Reproduce each of the following items word for word, keeping every line in its original order.

--- start Exercise materials ---

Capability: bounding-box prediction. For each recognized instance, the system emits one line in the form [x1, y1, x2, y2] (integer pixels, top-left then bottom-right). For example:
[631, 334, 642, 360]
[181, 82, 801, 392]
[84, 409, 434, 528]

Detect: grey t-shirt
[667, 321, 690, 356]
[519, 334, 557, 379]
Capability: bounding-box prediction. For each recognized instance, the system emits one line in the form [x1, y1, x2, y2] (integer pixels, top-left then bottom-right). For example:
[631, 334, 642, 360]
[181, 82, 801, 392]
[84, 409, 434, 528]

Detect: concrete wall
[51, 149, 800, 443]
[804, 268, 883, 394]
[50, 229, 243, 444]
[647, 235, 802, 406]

--- end Exercise materials ---

→ Worked answer
Capability: bounding-box prediction. For each recognized instance, the system emits one line in the form [x1, y1, x2, y2] (integer pixels, top-left then bottom-right). For example:
[631, 334, 642, 360]
[181, 82, 801, 392]
[84, 409, 434, 528]

Detect: grey t-shirt
[667, 321, 690, 356]
[519, 334, 557, 379]
Capability: bounding-box prediction. For each recognized instance, the system emits one line in the form [x1, y1, x2, y2] (integer pixels, top-left then bottom-right). For example:
[631, 334, 642, 360]
[181, 82, 801, 392]
[84, 409, 434, 528]

Detect: concrete wall
[51, 149, 800, 443]
[804, 268, 883, 394]
[50, 229, 243, 444]
[647, 235, 802, 406]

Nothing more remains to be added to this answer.